■ PROMPT 1
According to the mailing-list post on UTF-8 validation in Lua, in what year were the longer UTF-8 sequences deprecated?
■ PROMPT 2
Continue the mailing-list post on UTF-8 validation in Lua from the point where it stops.

[Date Prev][Date Next][Thread Prev][Thread Next]
[Date Index]
[Thread Index]
- Subject: Re: Changes in the validation of UTF-8
- From: Dirk Laurie <dirk.laurie@...>
- Date: Sun, 17 Mar 2019 10:57:08 +0200
Op So. 17 Mrt. 2019 om 09:03 het Andrew Gierth
<andrew@tao11.riddles.org.uk> geskryf:
>
> >>>>> "Dirk" == Dirk Laurie <dirk.laurie@gmail.com> writes:
>
> >> I noticed the new commit that adds support for longer (deprecated in
> >> 2003) utf8 sequences:
> >> https://github.com/lua/lua/commit/1e0c73d5b643707335b06abd2546a83d9439d14c
> >>
> >> I'm curious why this changed? It seems like a backwards step to me.
>
> Dirk> It seems to be in line with Lua's philosophy of providing
> Dirk> capability, not policy.
>
> When you're validating against an externally defined interchange
> standard, then accepting data that the actual standard explicitly
> rejects IS a lack of capability.

Pointing records
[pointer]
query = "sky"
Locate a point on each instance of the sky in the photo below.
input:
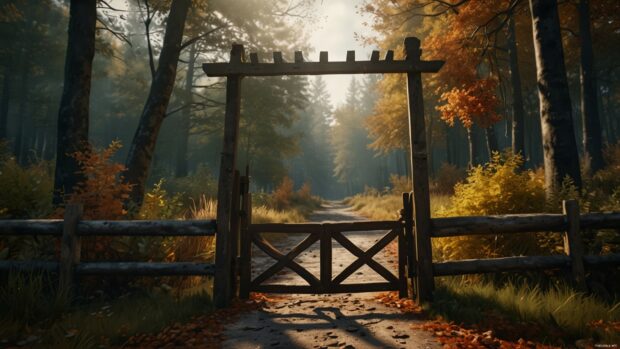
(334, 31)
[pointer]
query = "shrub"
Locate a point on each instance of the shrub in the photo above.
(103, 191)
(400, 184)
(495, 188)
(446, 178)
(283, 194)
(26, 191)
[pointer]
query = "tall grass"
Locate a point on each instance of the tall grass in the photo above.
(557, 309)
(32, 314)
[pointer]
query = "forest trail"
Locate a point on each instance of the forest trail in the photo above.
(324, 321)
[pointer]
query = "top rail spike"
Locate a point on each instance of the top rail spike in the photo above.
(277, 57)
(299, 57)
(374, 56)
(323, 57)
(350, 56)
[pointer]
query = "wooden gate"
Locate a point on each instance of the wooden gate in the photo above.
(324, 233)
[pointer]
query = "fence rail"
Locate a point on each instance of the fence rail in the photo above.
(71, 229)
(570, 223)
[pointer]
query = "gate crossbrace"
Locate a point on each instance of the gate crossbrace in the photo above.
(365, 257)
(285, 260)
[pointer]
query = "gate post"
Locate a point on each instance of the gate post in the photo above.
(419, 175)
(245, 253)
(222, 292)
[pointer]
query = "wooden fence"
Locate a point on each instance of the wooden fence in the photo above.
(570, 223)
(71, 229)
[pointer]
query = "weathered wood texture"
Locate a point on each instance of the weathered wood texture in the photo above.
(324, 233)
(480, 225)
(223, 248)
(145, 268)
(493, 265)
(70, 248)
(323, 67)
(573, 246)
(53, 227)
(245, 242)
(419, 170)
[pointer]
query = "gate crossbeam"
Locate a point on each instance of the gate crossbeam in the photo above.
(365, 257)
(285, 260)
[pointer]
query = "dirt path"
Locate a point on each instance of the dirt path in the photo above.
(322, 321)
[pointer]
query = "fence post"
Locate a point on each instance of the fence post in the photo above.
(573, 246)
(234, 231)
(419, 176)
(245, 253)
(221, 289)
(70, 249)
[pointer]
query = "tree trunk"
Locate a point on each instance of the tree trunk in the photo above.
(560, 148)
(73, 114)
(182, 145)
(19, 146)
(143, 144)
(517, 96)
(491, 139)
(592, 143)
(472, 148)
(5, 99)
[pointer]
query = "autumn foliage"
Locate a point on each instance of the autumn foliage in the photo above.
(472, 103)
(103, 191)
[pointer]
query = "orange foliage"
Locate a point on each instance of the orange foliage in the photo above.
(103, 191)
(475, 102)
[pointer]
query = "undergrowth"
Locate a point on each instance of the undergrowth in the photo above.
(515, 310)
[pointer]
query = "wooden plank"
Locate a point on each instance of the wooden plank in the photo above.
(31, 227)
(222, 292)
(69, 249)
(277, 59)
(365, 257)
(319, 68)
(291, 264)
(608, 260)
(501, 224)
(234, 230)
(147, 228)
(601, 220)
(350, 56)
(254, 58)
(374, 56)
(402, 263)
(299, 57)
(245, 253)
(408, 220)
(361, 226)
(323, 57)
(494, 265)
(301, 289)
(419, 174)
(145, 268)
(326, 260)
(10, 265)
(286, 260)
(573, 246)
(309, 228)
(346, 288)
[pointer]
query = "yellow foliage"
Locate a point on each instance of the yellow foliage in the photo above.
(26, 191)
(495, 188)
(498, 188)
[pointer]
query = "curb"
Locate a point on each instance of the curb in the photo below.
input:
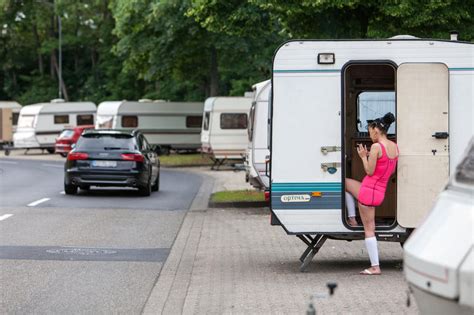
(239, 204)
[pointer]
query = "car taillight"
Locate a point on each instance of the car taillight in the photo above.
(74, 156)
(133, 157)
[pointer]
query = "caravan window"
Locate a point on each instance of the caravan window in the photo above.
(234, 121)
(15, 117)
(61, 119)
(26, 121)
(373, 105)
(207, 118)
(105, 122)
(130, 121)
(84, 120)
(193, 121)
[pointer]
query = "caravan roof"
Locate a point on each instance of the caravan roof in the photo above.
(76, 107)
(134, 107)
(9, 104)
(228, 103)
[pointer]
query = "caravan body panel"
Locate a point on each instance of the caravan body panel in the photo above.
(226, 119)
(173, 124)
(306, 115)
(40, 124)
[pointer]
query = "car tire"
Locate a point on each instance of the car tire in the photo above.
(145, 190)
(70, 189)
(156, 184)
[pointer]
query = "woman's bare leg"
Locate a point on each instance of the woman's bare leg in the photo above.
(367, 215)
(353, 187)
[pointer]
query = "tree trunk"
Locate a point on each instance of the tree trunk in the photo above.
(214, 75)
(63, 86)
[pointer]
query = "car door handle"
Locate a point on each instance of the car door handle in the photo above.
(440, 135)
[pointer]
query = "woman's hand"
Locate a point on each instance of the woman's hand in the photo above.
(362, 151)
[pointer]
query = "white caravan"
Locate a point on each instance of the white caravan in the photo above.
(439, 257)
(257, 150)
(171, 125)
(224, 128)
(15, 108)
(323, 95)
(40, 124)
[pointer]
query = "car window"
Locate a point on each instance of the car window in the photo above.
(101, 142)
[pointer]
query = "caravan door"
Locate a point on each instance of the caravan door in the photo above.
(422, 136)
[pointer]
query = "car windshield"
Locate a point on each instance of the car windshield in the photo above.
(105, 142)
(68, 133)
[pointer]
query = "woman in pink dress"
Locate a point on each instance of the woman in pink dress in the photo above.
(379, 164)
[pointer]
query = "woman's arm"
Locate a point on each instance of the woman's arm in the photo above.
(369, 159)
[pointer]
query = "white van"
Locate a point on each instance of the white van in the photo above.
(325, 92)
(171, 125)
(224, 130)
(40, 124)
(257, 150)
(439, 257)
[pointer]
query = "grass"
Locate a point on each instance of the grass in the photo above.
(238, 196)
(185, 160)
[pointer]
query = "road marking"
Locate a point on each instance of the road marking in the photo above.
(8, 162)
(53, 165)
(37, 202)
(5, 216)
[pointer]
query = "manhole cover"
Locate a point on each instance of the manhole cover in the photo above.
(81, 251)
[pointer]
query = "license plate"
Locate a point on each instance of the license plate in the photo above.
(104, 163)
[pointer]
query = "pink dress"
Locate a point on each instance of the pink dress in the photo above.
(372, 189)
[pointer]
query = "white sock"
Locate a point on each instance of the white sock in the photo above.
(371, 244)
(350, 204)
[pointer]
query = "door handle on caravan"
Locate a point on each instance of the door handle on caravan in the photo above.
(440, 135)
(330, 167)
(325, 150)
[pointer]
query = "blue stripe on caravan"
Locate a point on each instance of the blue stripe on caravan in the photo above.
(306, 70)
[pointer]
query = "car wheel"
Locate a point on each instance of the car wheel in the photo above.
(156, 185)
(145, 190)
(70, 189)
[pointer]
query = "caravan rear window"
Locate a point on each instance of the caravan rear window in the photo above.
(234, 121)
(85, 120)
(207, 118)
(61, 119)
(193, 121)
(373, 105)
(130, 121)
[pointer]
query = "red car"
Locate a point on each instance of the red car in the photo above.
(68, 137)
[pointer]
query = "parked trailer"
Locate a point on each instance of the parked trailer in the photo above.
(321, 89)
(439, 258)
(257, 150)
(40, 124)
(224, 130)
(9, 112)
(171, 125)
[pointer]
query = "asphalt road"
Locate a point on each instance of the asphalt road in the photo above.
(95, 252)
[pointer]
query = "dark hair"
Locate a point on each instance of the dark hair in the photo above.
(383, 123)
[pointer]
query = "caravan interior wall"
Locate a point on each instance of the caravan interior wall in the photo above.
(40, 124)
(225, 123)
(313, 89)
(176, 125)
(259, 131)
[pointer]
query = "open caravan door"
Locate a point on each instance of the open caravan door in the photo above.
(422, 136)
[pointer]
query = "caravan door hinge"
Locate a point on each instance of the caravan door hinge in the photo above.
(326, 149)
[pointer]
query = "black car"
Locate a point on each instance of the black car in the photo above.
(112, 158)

■ TASK RESPONSE 1
2003

■ TASK RESPONSE 2
Lua in no way even comes close to validating against the current UTF-8
standard. We've been through this before. Marc Balmer in particular
has been quite trenchant on this point.
All that Lua does is to verify that a string satisfies the basic UTF-8
encoding: ASCII or a starting byte whose introductory string of 1's
says how many bytes in total are being encoded, followed by the right
number of 10... bytes. It's quick-and-dirty, and it doesn't get less
dirty by patching over one of the many ways in which it falls short.
There's no substitute for loading a genuine standard-conforming UTF8
library. Luarocks offers four; hopefully at least one is kept up to
date.